• Activité:
Dans le témoignage sur le cancer du sein, reformule en liste le paragraphe qui commence par « Avant je devais faire des check up ». Garde ses faits principaux.

Quels effets sur ta santé mentale et physique 6 ans après ce cancer du sein ?
J’ai l’impression que je n’ai plus la même énergie qu’avant de manière générale. Je sens que mon système immunitaire est plus fragilisé, vu que j’ai 4 glandes lymphatiques qui ont été retirées.L’effort physique est plus difficile et je n’ai pas beaucoup de force dans le haut du corps.
[Cependant, on se permet de préciser qu’Ana court régulièrement, fait de la nage libre en mer, de la musculation, voyage beaucoup et a vécu de nombreuses expatriations solo. C’est une boule de vie, de force et de joie ! NDLR]
Entre temps, on m’a trouvé de l’endométriose au stade 1, en plus du gêne Brca1 que je porte. Donc j’ai un risque de contracter le cancer des ovaires, mais c’est un des cancers les moins détectables. Il est encore flou pour la science, et quand il est déjà là, c’est compliqué car il est agressif. Normalement, les médecins veulent m’enlever les ovaires à 35 ans, mais une docteure de Lille m’a dit qu’on peut attendre jusqu’à 37 ans. Cependant, après avoir eu un ou des enfants je devrai les retirer absolument ! J’ai plus de risque d’avoir le cancer des ovaires car j’ai déjà eu le cancer du sein et que je l’ai développé très jeune.
Enlever les ovaires est très radical et peut déclencher des réactions comme la ménopause en plus fort, donc c’est mieux d’attendre tant que c’est possible.
Avant je devais faire des check up toutes les semaines, puis tous les mois, puis tous les 6 mois et maintenant c’est une fois par an. A priori j’aurai besoin d’être suivie à vie. Normalement, il y a un traitement que je dois suivre, mais je ne le supporte pas donc je ne peux pas le prendre. Durant la période du cancer, j’ai eu droit à 3 séances gratuites avec un psy, et après le cancer j’ai entamé une psychothérapie par moi-même.
Aimerais-tu ajouter quelques mots sur l’expérience du cancer du sein en tant que jeune adulte ?
Il y avait trop peu d’infos pour le cas de personnes ayant un cancer à un jeune âge, en tout cas à Dublin. Il y a des informations pour les enfants victimes de cancer et pour les personnes plus âgées, mais dans l’entre-deux, on s’intéresse peu à ton cas. Une fois, j’ai fait une fois un groupe de paroles avec d’autres personnes ayant le cancer et tout le monde avait au moins 10 ans de plus que moi. Ce n’était pas évident pour moi de me sentir comprise et accompagnée. Aussi, j’étais plutôt en bonne santé avant l’annonce du cancer, ça m’est tombé dessus et ça c’est quelque chose de difficile à accepter.

• Données fournies:
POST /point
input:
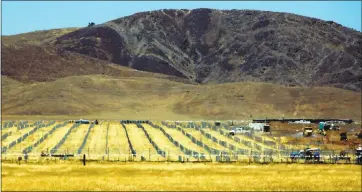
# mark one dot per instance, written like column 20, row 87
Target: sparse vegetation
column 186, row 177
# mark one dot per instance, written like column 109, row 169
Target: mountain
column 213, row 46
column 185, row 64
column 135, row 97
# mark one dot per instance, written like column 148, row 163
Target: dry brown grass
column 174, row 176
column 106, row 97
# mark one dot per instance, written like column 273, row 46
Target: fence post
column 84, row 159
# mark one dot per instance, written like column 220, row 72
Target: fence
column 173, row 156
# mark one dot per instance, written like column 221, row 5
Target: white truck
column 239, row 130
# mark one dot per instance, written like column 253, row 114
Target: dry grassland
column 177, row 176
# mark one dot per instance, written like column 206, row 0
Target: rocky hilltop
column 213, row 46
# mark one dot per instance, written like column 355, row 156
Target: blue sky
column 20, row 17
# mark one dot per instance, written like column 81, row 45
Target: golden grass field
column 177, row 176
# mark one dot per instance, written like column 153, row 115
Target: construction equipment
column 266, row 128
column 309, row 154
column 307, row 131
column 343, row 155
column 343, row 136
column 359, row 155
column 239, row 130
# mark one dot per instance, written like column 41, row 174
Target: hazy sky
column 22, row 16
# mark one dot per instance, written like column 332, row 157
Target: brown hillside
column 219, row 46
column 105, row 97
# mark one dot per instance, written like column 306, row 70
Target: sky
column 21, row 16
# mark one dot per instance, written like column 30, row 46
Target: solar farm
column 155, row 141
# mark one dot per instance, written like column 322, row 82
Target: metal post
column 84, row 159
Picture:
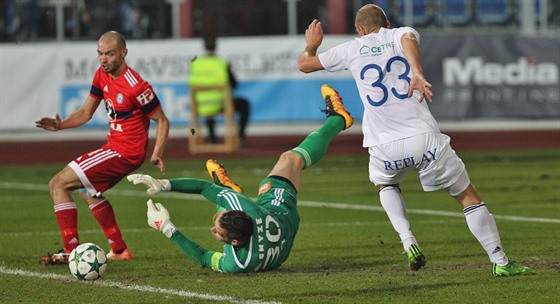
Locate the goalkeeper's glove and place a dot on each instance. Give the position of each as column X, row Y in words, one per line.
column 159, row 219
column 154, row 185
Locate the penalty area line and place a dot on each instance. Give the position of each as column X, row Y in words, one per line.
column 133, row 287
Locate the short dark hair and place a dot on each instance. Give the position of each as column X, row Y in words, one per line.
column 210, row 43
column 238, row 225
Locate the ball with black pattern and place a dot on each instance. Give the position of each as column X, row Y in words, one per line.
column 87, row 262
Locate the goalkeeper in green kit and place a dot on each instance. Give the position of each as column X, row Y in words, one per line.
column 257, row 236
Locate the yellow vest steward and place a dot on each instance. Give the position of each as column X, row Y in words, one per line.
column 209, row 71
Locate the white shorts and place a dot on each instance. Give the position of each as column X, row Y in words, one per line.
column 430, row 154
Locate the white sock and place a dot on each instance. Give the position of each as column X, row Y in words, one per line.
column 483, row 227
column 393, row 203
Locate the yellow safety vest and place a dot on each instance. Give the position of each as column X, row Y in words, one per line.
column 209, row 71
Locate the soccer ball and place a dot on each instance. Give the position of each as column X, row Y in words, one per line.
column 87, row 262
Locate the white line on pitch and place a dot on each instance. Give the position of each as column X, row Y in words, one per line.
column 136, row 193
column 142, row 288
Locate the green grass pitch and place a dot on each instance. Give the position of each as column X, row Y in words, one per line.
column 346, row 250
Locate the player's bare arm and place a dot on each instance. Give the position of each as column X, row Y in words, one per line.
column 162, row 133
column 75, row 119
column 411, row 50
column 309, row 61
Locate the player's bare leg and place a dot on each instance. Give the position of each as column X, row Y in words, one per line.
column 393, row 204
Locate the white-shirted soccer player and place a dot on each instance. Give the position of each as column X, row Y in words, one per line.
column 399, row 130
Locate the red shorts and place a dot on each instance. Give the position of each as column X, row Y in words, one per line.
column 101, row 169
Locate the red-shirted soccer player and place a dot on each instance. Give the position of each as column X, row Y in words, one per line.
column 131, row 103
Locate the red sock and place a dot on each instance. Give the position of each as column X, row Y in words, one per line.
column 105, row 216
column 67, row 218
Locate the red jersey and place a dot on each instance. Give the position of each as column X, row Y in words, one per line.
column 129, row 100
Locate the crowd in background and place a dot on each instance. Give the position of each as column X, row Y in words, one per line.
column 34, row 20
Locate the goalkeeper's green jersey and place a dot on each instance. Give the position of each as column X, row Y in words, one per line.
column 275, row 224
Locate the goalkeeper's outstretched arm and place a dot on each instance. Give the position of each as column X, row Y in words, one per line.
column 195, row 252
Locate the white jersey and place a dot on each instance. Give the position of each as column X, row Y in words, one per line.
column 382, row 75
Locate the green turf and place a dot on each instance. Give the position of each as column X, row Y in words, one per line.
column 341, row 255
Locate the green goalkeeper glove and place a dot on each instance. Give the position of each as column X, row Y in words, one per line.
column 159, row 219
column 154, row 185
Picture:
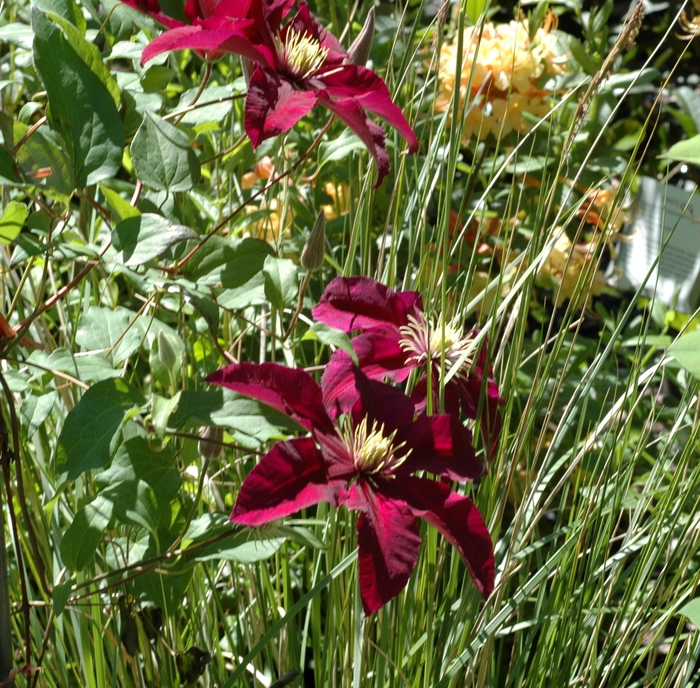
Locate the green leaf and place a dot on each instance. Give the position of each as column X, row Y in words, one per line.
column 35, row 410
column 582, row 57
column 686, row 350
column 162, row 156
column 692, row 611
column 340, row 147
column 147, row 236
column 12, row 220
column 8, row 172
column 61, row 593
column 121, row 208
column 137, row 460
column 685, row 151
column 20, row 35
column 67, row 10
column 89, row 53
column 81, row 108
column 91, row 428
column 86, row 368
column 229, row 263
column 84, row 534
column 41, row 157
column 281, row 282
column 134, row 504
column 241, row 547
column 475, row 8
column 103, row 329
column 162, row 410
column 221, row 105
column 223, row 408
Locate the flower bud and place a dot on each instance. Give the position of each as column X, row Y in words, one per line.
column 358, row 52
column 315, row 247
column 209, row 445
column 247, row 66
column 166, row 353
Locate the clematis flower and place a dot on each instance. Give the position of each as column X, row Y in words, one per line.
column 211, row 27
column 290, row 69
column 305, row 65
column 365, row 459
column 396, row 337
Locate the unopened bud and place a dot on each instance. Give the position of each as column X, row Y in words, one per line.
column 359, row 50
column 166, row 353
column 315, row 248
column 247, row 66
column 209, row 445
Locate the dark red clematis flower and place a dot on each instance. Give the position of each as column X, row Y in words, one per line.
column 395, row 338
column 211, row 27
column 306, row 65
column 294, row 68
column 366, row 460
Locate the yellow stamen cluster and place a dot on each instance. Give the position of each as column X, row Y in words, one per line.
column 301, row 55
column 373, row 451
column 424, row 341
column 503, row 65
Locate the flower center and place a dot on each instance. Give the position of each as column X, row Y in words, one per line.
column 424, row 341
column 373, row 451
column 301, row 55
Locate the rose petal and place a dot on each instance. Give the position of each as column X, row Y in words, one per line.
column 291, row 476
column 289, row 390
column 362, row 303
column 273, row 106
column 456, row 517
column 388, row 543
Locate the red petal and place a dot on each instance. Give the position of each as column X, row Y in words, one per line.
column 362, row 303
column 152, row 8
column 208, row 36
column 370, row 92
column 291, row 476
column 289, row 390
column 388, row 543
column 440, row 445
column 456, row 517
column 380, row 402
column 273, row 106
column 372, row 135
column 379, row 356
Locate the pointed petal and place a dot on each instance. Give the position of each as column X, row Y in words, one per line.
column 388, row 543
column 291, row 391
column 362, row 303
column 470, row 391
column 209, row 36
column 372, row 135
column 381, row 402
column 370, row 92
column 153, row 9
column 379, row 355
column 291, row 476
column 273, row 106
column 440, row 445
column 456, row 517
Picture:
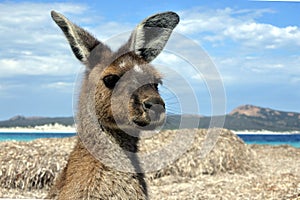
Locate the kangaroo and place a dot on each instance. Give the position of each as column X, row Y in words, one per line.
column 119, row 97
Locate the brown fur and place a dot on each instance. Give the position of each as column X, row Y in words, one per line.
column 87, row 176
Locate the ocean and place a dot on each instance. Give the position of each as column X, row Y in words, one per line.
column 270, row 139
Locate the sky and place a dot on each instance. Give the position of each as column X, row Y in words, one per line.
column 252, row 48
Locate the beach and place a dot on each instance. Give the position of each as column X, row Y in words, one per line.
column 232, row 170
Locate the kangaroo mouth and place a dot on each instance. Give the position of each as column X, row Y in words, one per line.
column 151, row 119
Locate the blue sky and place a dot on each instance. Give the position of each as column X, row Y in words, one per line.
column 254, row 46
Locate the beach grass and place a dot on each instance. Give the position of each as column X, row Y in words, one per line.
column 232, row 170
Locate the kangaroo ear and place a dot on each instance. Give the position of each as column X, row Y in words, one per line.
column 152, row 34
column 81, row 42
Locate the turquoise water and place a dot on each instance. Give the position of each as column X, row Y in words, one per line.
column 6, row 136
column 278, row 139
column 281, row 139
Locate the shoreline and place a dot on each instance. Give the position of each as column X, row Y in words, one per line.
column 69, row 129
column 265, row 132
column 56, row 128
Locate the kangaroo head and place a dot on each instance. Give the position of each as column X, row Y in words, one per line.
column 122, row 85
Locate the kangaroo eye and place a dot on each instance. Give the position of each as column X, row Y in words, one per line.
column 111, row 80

• Corrigé:
- Contrôles d'abord chaque semaine, puis chaque mois, puis tous les 6 mois, et maintenant une fois par an.
- Suivi a priori nécessaire à vie.
- Un traitement normalement prévu, mais impossible à prendre parce qu'il n'est pas supporté.
- Pendant le cancer : 3 séances gratuites avec un psy.
- Après le cancer : psychothérapie entamée de sa propre initiative.